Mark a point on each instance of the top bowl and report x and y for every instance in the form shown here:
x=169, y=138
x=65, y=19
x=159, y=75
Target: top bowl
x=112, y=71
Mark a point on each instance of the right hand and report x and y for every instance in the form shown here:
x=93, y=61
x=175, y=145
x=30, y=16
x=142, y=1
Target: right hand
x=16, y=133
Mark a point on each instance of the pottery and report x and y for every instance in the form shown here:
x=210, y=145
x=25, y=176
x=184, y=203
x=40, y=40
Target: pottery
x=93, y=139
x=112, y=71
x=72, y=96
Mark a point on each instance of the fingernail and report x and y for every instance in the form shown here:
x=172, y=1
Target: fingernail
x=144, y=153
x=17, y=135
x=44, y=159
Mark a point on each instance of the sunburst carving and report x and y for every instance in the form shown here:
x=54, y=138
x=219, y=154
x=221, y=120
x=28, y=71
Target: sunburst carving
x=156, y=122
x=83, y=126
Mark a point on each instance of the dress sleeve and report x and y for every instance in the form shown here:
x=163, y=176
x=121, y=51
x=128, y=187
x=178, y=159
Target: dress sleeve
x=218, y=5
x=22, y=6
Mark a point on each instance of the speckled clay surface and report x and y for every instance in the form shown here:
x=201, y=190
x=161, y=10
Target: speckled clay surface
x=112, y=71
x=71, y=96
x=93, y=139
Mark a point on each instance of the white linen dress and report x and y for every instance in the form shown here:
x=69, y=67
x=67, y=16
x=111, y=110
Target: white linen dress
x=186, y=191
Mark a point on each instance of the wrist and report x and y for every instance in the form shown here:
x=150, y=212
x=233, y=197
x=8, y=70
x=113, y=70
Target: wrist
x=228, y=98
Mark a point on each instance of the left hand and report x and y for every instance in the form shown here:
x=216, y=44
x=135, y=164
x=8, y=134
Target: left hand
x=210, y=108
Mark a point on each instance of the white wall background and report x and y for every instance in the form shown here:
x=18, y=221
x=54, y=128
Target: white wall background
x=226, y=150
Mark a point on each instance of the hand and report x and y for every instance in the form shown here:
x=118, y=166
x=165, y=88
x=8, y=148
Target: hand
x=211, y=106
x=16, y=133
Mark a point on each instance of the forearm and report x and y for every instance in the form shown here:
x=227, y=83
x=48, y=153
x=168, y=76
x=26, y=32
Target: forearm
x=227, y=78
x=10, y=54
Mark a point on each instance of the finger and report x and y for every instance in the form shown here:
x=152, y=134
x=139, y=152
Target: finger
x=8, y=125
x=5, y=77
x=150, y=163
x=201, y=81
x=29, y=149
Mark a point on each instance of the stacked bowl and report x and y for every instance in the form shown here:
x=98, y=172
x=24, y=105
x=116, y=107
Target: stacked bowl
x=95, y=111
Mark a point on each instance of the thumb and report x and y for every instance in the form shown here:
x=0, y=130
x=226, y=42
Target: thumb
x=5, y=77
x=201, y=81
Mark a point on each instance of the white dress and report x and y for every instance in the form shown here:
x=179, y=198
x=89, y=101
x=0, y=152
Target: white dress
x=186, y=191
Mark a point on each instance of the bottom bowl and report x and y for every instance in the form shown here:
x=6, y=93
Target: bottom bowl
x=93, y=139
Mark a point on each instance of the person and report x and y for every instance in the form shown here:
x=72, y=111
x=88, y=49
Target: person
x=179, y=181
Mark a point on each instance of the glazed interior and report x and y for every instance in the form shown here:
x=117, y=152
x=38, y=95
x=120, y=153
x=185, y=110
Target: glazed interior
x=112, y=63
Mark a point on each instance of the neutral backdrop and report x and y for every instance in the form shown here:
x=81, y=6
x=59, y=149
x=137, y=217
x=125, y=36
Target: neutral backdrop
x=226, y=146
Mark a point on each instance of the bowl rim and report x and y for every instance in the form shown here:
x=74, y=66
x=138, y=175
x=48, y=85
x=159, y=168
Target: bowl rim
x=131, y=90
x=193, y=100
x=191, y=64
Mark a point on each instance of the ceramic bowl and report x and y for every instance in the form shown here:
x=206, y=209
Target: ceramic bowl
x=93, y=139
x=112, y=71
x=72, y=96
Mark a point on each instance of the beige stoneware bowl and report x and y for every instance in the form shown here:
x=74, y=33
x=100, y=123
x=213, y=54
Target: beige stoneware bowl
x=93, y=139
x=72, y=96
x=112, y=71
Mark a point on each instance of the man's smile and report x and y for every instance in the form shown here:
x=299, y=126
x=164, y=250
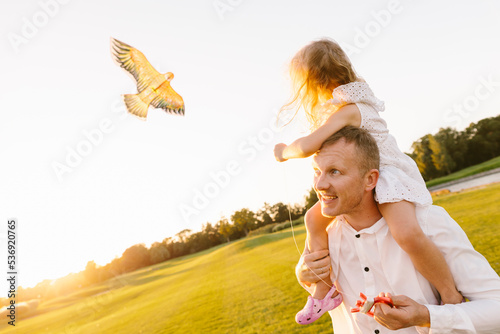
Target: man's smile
x=327, y=199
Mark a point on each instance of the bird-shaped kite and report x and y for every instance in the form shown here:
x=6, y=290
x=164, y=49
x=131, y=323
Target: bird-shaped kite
x=154, y=88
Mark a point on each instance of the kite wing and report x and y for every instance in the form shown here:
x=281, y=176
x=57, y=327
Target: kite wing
x=135, y=63
x=168, y=99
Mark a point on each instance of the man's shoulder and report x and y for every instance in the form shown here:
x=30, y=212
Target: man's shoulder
x=433, y=218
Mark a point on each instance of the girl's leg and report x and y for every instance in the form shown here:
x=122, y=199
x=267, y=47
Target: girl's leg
x=426, y=257
x=317, y=239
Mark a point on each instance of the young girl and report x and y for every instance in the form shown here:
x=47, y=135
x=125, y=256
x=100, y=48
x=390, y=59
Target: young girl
x=333, y=96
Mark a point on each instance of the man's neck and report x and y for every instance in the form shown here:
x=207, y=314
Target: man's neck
x=366, y=217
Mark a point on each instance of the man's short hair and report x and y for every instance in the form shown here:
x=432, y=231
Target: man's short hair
------------------------------------------------------------------------
(Work required): Copy out the records between the lines holding "Mark a point on each instance of the neutral" and "x=333, y=96", inclusive, and add 17 to each x and y coordinate in the answer points while leaving the coordinates in the requests and their format samples unchanged. Omit the pictures.

(Final answer):
Mark a point on each instance of the neutral backdrop and report x and y for every instance in the form shown here:
x=81, y=6
x=59, y=149
x=137, y=217
x=125, y=36
Target: neutral backdrop
x=243, y=163
Mark a point on each instance of the bowl rim and report x and y for every instance in the form shown here:
x=74, y=66
x=138, y=175
x=48, y=85
x=159, y=168
Target: bowl rim
x=148, y=107
x=210, y=117
x=208, y=81
Mark a point on each instance of the ceramic bowl and report x and y for every instance in the form shown here:
x=206, y=209
Target: ceramic bowl
x=110, y=156
x=129, y=88
x=89, y=113
Mark a point on each instance of the beige stoneware bowl and report x and y for every instance in the form shown here:
x=74, y=33
x=100, y=123
x=213, y=54
Target: beige stoneware bowl
x=110, y=156
x=89, y=113
x=129, y=88
Mark a point on each instance of the man's smile and report x and y for every instance in the form shown here:
x=299, y=126
x=164, y=250
Target: man's smile
x=344, y=216
Mark a point on each instance of the bird-shaped kite and report x and y for every instance in the form shown here:
x=6, y=290
x=164, y=49
x=131, y=323
Target: bird-shaped kite
x=171, y=105
Mark a point on each instance of the kite wing and report x and y for every instance in the form shown here:
x=281, y=176
x=57, y=327
Target: kite wing
x=152, y=80
x=185, y=116
Mark a point on each instance of the man's shoulder and report x and y for every instance in the form shown here:
x=30, y=212
Target: man's shoulder
x=450, y=235
Mark a point on each instance of the girl's leg and report x and y for every instance in the form shown here:
x=122, y=199
x=267, y=47
Target: girl's leg
x=443, y=274
x=334, y=256
Mark a point on each instance of the young girl and report x and y for every instance in the form shown here:
x=47, y=135
x=125, y=256
x=100, y=48
x=390, y=59
Target: young girl
x=350, y=113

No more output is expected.